> AIM OF THE TASK: From the entries below, give the lines from the one containing "Find the tile" to the one containing "pixel 1174 411", both included, as a JSON list of strings with one string per line and blank lines omitted.

> DATA SHOWN:
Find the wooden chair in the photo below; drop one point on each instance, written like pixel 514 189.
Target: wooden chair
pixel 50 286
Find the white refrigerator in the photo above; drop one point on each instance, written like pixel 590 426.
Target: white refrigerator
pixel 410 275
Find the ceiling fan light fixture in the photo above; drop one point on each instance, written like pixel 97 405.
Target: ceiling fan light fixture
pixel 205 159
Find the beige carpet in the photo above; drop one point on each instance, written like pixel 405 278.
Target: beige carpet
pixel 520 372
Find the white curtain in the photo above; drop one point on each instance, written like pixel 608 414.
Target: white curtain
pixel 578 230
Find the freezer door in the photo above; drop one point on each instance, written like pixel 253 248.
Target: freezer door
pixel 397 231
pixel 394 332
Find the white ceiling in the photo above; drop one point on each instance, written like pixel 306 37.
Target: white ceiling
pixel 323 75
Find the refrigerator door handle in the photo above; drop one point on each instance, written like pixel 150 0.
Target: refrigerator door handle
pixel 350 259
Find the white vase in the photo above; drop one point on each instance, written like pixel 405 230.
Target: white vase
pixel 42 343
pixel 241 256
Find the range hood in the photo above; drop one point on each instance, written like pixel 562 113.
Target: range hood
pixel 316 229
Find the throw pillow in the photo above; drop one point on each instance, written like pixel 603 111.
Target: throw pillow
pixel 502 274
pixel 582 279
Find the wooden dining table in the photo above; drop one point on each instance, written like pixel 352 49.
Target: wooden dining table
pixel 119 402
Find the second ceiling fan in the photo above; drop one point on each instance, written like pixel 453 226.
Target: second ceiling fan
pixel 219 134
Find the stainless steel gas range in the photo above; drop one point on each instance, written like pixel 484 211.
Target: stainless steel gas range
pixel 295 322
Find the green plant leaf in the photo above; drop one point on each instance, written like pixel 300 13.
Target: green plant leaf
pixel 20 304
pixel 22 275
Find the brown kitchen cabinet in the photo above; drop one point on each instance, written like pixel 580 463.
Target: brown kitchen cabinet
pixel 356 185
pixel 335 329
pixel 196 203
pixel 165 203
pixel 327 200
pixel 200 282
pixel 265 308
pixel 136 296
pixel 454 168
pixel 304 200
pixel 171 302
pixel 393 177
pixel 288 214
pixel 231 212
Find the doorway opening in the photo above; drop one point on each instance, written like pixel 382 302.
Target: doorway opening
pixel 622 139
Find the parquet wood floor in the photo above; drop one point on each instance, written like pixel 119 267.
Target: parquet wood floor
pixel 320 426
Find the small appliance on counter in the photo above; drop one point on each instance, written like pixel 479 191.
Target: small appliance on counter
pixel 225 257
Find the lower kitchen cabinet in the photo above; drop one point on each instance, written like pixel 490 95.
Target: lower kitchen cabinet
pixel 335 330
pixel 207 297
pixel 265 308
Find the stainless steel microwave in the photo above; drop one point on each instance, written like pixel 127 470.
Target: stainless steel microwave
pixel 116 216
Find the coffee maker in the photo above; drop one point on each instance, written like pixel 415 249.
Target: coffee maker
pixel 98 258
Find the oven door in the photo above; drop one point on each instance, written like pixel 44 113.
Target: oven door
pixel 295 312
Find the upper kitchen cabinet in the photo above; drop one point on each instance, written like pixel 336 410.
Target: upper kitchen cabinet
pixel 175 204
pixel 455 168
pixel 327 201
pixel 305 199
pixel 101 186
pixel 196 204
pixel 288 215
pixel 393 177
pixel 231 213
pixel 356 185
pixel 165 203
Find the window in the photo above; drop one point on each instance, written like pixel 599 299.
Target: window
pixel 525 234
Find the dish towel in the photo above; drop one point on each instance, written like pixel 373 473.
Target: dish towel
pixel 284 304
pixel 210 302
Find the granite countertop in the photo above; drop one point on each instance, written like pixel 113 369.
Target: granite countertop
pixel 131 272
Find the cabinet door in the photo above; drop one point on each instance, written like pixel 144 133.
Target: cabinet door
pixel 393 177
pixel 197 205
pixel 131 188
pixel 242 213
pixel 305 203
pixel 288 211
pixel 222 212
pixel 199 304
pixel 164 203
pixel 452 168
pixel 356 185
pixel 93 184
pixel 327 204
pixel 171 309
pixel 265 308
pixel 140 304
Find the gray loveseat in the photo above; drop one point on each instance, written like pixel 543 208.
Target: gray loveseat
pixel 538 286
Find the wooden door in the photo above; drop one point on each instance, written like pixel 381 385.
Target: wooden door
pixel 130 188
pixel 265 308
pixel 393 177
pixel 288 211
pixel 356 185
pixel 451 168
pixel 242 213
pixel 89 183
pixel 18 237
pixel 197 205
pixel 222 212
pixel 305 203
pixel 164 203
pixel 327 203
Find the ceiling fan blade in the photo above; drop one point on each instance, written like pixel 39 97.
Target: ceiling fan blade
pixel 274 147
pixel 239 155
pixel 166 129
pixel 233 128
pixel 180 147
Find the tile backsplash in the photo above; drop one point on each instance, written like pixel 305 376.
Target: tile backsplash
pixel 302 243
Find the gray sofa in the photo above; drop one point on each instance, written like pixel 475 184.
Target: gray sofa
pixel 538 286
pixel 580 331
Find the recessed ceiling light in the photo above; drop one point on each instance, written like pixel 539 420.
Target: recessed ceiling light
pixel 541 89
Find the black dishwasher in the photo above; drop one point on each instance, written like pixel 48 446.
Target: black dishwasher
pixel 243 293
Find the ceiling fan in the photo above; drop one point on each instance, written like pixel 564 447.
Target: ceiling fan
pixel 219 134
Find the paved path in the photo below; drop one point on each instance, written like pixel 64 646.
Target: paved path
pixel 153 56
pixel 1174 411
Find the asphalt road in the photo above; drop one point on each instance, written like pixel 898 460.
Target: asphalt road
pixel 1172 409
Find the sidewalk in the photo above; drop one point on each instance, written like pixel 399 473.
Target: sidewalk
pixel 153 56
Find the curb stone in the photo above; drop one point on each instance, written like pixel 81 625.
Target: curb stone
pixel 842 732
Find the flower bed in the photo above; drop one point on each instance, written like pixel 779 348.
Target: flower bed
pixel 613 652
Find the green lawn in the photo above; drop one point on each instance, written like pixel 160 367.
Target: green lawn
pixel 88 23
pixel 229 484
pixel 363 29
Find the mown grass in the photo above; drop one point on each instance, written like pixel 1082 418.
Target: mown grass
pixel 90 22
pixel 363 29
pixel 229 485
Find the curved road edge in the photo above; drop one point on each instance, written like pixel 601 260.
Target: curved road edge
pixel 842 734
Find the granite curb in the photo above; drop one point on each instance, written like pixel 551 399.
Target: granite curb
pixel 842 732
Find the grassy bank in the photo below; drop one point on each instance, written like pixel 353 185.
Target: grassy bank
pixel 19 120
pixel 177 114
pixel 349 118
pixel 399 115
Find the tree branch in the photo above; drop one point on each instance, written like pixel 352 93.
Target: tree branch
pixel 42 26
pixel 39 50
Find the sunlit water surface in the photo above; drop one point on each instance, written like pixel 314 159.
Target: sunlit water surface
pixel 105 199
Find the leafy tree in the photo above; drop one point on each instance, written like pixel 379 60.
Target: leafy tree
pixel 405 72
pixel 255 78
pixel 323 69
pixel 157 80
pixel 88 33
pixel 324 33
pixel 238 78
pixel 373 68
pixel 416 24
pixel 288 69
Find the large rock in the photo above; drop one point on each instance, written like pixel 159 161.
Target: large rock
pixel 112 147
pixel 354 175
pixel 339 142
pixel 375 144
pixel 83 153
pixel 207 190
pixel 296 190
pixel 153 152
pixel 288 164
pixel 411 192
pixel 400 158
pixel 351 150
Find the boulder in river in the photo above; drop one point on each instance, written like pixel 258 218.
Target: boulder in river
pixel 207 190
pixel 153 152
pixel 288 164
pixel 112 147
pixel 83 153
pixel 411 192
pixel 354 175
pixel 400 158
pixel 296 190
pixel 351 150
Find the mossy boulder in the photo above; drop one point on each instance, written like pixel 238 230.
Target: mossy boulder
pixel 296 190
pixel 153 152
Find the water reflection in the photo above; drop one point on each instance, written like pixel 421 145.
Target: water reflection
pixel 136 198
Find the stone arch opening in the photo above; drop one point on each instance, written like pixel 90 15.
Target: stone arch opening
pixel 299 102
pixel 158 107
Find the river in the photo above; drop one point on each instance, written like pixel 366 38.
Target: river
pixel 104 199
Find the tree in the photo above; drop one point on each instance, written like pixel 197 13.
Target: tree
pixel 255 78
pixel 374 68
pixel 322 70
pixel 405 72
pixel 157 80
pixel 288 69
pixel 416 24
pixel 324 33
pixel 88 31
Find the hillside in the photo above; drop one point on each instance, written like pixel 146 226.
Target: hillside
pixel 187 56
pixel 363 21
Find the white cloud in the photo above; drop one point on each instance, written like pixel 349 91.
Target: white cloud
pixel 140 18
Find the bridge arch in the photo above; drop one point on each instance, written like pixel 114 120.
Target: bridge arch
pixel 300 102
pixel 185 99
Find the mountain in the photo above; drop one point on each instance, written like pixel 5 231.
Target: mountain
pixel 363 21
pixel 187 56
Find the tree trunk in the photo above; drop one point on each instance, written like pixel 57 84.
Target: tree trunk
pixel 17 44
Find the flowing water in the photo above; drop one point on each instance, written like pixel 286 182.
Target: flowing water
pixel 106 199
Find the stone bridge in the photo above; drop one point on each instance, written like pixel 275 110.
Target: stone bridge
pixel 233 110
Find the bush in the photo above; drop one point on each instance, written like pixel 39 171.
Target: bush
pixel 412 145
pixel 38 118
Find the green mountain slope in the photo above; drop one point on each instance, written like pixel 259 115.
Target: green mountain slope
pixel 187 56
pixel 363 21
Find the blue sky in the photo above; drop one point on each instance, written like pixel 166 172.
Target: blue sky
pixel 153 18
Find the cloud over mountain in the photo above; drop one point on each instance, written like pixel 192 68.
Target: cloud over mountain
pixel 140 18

> ANSWER BELOW:
[
  "Find the tile backsplash in the photo above; drop one point on each instance, written like pixel 305 376.",
  "Target: tile backsplash",
  "pixel 302 243",
  "Find the gray sofa in the photo above; drop one point on each instance, written like pixel 475 184.",
  "Target: gray sofa",
  "pixel 538 286",
  "pixel 580 331",
  "Find the recessed ceiling light in the photo above; drop one point on each instance, written like pixel 539 420.",
  "Target: recessed ceiling light",
  "pixel 541 89",
  "Find the black dishwasher in the photo above; drop one point on each instance, written like pixel 48 446.",
  "Target: black dishwasher",
  "pixel 243 293",
  "Find the ceiling fan in the photo above; drop one point on each instance, written like pixel 564 447.",
  "Target: ceiling fan",
  "pixel 219 134",
  "Find the paved path in the photo below; drop one point on each instance, written like pixel 64 646.",
  "Target: paved path",
  "pixel 153 56",
  "pixel 1174 411"
]